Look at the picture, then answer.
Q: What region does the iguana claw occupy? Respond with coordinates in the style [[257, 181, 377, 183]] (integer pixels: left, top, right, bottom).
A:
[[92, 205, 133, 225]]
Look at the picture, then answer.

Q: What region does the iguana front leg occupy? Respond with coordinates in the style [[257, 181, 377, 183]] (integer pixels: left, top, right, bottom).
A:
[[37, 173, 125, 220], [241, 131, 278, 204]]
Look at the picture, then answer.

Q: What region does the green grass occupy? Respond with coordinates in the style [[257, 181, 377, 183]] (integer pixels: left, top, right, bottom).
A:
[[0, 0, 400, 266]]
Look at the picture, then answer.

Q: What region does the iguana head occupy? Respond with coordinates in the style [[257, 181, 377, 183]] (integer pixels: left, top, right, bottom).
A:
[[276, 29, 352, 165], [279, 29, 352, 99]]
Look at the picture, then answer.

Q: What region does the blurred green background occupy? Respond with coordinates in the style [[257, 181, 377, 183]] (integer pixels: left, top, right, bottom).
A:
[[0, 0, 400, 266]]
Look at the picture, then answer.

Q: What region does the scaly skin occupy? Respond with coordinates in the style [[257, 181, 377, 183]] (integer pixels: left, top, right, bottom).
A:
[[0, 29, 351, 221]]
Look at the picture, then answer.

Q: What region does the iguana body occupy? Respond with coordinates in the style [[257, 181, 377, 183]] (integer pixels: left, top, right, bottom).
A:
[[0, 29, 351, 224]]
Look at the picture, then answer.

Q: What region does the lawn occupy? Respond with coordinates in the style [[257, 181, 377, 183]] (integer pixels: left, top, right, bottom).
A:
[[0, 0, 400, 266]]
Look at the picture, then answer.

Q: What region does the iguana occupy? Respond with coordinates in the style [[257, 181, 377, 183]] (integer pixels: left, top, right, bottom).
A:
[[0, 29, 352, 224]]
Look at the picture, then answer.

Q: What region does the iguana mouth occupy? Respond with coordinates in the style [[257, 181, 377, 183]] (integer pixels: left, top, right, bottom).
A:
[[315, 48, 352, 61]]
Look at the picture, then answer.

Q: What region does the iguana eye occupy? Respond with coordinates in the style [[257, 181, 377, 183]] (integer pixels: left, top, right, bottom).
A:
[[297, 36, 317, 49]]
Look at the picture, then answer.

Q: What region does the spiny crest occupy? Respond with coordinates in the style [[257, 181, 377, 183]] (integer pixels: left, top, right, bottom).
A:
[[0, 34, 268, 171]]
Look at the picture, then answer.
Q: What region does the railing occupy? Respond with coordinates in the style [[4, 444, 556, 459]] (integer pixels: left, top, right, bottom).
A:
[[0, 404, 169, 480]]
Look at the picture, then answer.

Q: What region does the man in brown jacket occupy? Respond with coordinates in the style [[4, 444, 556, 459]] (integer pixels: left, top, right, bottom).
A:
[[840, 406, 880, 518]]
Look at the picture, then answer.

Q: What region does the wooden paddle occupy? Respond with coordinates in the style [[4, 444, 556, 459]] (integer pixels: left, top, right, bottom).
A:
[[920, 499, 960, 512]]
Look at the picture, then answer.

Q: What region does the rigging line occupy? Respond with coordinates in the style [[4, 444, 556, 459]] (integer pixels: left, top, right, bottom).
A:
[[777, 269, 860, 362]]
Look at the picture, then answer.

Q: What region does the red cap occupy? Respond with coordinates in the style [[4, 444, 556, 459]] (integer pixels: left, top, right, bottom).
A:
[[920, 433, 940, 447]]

------

WHAT THE TASK REQUIRES: Reproduce the entire listing above, swapping every occurrence of "Respond with coordinates" for "Give the coordinates" and keeping everything else unchanged.

PROBLEM SOLUTION:
Look at the picture, then answer.
Q: What region does the iguana claw occupy? Give the coordinates in the style [[257, 181, 377, 183]] (integer pixels: left, top, right, bottom).
A:
[[92, 205, 133, 225]]
Look at the picture, then answer.

Q: What region does the iguana front leg occupy? Give the coordinates in the style [[257, 181, 377, 183]] (integer pixels: left, top, right, bottom).
A:
[[37, 173, 125, 220], [241, 131, 278, 204]]
Look at the picture, then answer.

Q: What region does the green grass occupy? Give the coordinates in the style [[257, 181, 377, 183]] (integer pixels: left, top, right, bottom).
A:
[[0, 0, 400, 266]]
Look at the picture, then answer.

Q: What region does the iguana head occupy? Give the coordinates in the style [[257, 181, 377, 183]] (integer pixels: left, top, right, bottom).
A:
[[276, 29, 352, 165], [279, 29, 352, 99]]
Look at the picture, then answer.

Q: What region does the blurred green background occupy? Give the coordinates in the style [[257, 181, 377, 183]] (integer pixels: left, top, right, bottom).
A:
[[0, 0, 400, 266]]
Look at the picture, then answer.

Q: What region does the scaly skin occupy? Give the coordinates in the style [[257, 181, 377, 183]] (integer pixels: left, top, right, bottom).
A:
[[0, 29, 351, 221]]
Look at the picture, then answer.

Q: What region does the iguana body occupy? Give the coordinates in the style [[257, 181, 377, 183]] (integer pixels: left, top, right, bottom).
A:
[[0, 29, 351, 224]]
Look at the picture, then answer.

Q: What region does the lawn occupy? Give the coordinates in the style [[257, 181, 377, 183]] (integer pixels: left, top, right, bottom).
A:
[[0, 0, 400, 266]]
Look at the picture, then answer.

Q: What region does the iguana occupy? Give the coordinates in the style [[257, 181, 377, 183]] (integer pixels: left, top, right, bottom).
A:
[[0, 29, 352, 224]]
Look at the picture, then answer.

Q: What region does the iguana mouth occupy? Give the coordinates in the style [[257, 181, 377, 183]] (integer pixels: left, top, right, bottom).
A:
[[315, 48, 352, 61]]
Look at the picture, then answer.

Q: What region does the iguana eye occupy? Give the coordinates in the style [[257, 181, 377, 183]] (integer pixels: left, top, right, bottom).
A:
[[297, 36, 317, 49]]
Look at the picture, then answer.

Q: What region does the spiny crest occupy? Give the coordinates in the style [[257, 181, 377, 183]] (integer pixels: left, top, right, bottom).
A:
[[0, 34, 268, 171]]
Look at the picture, then answer.
Q: What region does the railing occupy? Give the coordinates in the style [[4, 444, 556, 459]] (integer pixels: left, top, right, bottom).
A:
[[0, 404, 169, 480]]
Look at the picture, then answer.

Q: What region does the man in brown jacket occupy? Give the coordinates in the style [[4, 444, 556, 459]] (integer pixels: left, top, right, bottom).
A:
[[840, 406, 880, 518]]
Look at the picture, then answer.

Q: What region does the wooden paddle occupy? Give the coordinates in the style [[4, 444, 556, 459]] (integer pixels: left, top, right, bottom).
A:
[[920, 499, 960, 512]]
Look at the picture, then answer.

Q: What region does the rigging line occupy? Give the coordinates in the style [[4, 444, 556, 459]] (integer pixels: left, top, right, bottom).
A:
[[777, 269, 860, 362]]
Look at the picture, then answer.

Q: What region does the red cap occupy? Give the coordinates in the style [[4, 444, 556, 459]] (integer pixels: left, top, right, bottom).
A:
[[920, 433, 940, 447]]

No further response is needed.